* [What you need to do]:
Rewrite the listing below as a numbered list, from its start up to and including the line with "[(241, 80)]", leaving out blank lines and pictures.

________

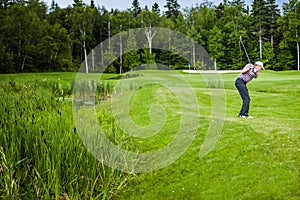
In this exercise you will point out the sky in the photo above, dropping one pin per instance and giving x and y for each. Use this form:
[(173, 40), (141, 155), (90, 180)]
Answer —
[(124, 4)]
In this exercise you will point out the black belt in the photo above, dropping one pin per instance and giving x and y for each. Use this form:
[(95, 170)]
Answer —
[(241, 80)]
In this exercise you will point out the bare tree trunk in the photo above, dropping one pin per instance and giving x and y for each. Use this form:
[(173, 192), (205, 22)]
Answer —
[(260, 47), (260, 43), (93, 59), (298, 56), (23, 63), (121, 56), (272, 43), (84, 50), (194, 55), (150, 36)]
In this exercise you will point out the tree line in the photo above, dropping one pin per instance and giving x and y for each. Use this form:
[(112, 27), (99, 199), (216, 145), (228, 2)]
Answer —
[(37, 38)]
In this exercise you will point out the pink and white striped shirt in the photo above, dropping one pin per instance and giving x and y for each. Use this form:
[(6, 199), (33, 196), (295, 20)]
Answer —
[(249, 75)]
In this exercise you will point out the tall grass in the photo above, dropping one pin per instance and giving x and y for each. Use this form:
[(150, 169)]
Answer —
[(41, 154)]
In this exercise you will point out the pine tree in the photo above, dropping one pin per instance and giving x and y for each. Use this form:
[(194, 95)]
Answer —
[(155, 8), (172, 8), (136, 8)]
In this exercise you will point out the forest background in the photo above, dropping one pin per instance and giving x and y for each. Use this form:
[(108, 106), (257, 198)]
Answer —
[(38, 38)]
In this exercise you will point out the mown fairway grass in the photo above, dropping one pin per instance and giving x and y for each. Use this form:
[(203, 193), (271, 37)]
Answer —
[(253, 159)]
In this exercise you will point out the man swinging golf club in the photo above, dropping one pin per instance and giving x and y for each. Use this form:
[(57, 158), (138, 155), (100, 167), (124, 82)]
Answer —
[(249, 72)]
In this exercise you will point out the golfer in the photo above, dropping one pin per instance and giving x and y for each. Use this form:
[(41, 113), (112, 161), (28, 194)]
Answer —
[(249, 72)]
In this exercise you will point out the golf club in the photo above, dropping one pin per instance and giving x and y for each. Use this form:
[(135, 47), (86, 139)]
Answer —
[(245, 49)]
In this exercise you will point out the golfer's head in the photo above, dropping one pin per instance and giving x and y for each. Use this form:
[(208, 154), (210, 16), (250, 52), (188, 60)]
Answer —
[(259, 65)]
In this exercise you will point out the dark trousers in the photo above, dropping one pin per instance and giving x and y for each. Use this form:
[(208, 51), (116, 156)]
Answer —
[(243, 90)]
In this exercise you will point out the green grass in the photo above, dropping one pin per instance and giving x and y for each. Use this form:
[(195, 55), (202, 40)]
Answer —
[(43, 157), (254, 158)]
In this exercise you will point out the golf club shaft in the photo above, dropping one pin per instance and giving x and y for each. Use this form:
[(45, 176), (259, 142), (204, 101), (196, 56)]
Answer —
[(245, 49)]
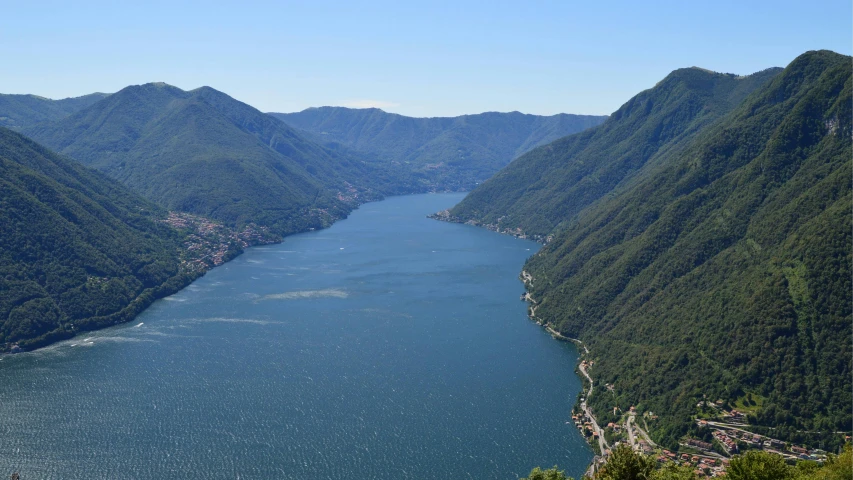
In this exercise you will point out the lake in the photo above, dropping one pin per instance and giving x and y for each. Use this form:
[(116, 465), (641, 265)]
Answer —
[(387, 346)]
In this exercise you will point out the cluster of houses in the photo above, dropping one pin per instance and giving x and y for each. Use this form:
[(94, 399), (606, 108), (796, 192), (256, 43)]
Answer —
[(729, 439), (210, 242), (584, 424), (704, 467), (350, 195)]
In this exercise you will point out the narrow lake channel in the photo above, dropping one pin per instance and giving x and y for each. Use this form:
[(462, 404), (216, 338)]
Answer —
[(387, 346)]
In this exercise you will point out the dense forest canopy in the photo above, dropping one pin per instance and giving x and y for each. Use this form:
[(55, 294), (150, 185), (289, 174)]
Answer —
[(19, 111), (541, 190), (79, 251), (205, 153), (719, 269)]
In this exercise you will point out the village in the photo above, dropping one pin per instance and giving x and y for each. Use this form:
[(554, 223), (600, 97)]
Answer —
[(708, 459), (209, 244)]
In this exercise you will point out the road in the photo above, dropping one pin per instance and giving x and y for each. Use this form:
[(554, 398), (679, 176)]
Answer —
[(602, 443)]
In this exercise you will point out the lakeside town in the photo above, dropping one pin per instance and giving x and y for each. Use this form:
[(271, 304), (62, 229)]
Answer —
[(209, 244), (517, 232), (729, 430)]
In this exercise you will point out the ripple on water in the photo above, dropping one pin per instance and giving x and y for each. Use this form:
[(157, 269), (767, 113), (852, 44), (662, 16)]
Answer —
[(445, 375)]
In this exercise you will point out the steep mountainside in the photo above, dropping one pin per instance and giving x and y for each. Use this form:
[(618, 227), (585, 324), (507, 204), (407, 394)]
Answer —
[(205, 153), (19, 111), (549, 185), (726, 271), (454, 153), (78, 251)]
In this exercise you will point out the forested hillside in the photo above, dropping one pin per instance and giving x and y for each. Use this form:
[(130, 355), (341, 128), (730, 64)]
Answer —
[(551, 184), (723, 270), (443, 153), (19, 111), (205, 153), (78, 251)]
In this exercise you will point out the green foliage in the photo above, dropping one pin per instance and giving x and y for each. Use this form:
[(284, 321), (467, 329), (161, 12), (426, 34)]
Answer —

________

* [Correct answer]:
1. In this exercise you will point out the sky in the photo above, dropping one pin per instance and giving x and y for each. Use this form:
2. [(173, 40), (141, 155), (90, 180)]
3. Answer —
4. [(124, 4)]
5. In this exercise you will point out the black belt in the photo above, dropping one pin per instance and giving x and y for each. Use this form:
6. [(95, 170)]
7. Answer —
8. [(241, 80)]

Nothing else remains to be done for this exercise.